── Page text

American drug activist

Richard Elliot Doblin (born November 30, 1953) is an American psychedelic drug advocate who is the founder and president of the Multidisciplinary Association for Psychedelic Studies (MAPS).

==Early life and education==
Rick Doblin grew up in Skokie, Illinois as the oldest of four children in a Jewish family. He first enrolled in Florida's New College (now New College of Florida) in 1971, but dropped out after one semester, later re-enrolling and completing a bachelor's in psychology. Doblin later went on to get his doctorate in public policy at Harvard's Kennedy School of Government, graduating in 2001. Doblin's PhD thesis is titled Regulation of the Medical Use of Psychedelics and Marijuana, and was published in June 2000.

== Multidisciplinary Association for Psychedelic Studies ==

Doblin established MAPS in 1986 to research MDMA and other psychedelics through legal clinical trials. MAPS pursued a lengthy FDA approval process, hoping mainstream acceptance of MDMA therapy could positively impact access to other treatments. Over decades, MAPS collaborated with scientists, raised funds through philanthropic means, and worked to change public perceptions of psychedelics.

In January 2023, Doblin quietly transitioned from executive director of MAPS to president of the organization. Kris Lotlikar replaced Doblin as executive director.

===MAPS assault allegation===
In 2015, during a MAPS-sponsored Phase 2 clinical trial of MDMA-assisted psychotherapy for post-traumatic stress disorder (PTSD) in British Columbia, Canada, participant Meaghan Buisson reported experiencing unethical conduct by her therapists, Dr. Richard Yensen and Dr. Donna Dryer. While under the influence of MDMA, Buisson was videotaped in prolonged physical contact with Yensen, including being held, spooned, and kissed during and after sessions. After the trial, she was drawn into what she later described as a manipulative and emotionally abusive sexual relationship with Yensen, despite her vulnerable psychological state and prior history of sexual trauma.

Although Buisson submitted a formal complaint to MAPS in 2018 and provided extensive documentation, including video evidence from trial sessions, the organization did not fully review all materials until years later. Four years after the complaint, as director of MAPS, Doblin justified this inaction by stating: "This unethical sexual misconduct happened after the therapy was over… So that made us think that we didn’t need to review the video."

────

Assigned task 1:
Reproduce the Rick Doblin biography between "Richard Elliot Doblin" and "Psychedelic Studies (MAPS).", inclusive.
Assigned task 2:
Decide whether each statement agrees with the Rick Doblin biography, answering yes or no and quoting the deciding words: (a) Doblin completed his doctorate at Harvard's Kennedy School of Government in 2001. (b) Doblin founded MAPS in 1971. (c) Kris Lotlikar took over from Doblin as executive director of MAPS.

── Material provided

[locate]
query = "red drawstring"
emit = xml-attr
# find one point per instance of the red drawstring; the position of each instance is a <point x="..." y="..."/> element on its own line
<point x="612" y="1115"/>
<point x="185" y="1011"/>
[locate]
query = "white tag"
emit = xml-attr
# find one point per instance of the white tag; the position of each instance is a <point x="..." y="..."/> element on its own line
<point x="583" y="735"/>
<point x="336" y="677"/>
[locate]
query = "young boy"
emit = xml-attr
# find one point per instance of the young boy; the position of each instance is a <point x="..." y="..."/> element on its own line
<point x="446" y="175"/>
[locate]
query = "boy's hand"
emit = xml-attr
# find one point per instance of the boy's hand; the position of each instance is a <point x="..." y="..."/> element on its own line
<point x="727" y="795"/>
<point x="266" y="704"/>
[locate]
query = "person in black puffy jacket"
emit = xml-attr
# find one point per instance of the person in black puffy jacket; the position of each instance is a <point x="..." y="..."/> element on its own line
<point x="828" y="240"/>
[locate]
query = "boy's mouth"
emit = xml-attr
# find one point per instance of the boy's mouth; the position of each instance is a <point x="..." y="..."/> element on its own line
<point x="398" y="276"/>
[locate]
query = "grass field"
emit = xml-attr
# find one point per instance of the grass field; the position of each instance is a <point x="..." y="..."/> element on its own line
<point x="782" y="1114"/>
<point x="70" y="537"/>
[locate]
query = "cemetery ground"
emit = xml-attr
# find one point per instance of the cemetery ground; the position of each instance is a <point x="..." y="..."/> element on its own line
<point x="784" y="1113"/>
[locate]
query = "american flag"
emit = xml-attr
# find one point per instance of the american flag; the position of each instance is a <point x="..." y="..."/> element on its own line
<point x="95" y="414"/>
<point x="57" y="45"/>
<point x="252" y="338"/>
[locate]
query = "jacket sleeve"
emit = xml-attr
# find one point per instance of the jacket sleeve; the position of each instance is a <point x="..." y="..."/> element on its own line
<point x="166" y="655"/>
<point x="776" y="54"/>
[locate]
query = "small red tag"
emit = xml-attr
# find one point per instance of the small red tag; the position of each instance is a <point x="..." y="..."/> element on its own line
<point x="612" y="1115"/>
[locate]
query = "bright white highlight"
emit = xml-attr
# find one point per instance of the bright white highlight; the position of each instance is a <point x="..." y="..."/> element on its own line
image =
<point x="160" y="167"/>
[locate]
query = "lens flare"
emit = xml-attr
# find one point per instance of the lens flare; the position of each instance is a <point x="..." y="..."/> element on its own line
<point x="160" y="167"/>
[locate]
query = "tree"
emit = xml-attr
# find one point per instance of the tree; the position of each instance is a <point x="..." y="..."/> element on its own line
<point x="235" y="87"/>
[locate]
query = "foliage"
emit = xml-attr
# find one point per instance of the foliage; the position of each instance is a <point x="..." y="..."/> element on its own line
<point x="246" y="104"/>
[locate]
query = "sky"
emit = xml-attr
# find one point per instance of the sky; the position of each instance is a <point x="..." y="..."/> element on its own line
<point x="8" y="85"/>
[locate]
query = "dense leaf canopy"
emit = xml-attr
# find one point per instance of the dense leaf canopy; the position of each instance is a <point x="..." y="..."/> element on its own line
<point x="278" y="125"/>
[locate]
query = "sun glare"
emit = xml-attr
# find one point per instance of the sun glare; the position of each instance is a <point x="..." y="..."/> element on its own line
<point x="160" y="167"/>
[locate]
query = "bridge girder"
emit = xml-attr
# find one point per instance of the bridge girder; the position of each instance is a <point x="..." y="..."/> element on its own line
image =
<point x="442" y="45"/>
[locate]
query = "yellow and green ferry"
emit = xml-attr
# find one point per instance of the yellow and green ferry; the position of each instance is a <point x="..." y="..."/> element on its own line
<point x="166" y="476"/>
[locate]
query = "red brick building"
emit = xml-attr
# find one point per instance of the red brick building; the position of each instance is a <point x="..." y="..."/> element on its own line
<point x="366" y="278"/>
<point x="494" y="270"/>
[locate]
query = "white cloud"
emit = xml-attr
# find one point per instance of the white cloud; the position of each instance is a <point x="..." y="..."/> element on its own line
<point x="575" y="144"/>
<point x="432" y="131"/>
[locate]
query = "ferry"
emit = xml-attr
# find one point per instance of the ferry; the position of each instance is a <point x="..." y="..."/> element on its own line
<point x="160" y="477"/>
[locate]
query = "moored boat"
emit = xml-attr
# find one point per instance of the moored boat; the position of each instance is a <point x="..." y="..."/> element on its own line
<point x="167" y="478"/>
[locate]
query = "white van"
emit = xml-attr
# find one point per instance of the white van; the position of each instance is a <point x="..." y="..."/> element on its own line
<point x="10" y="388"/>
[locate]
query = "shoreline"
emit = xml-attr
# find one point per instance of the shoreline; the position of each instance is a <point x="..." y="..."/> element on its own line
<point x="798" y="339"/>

────

Written solution 1:
Richard Elliot Doblin (born November 30, 1953) is an American psychedelic drug advocate who is the founder and president of the Multidisciplinary Association for Psychedelic Studies (MAPS).

Written solution 2:
(a) Yes: "Doblin later went on to get his doctorate in public policy at Harvard's Kennedy School of Government, graduating in 2001."
(b) No: "Doblin established MAPS in 1986"
(c) Yes: "Kris Lotlikar replaced Doblin as executive director."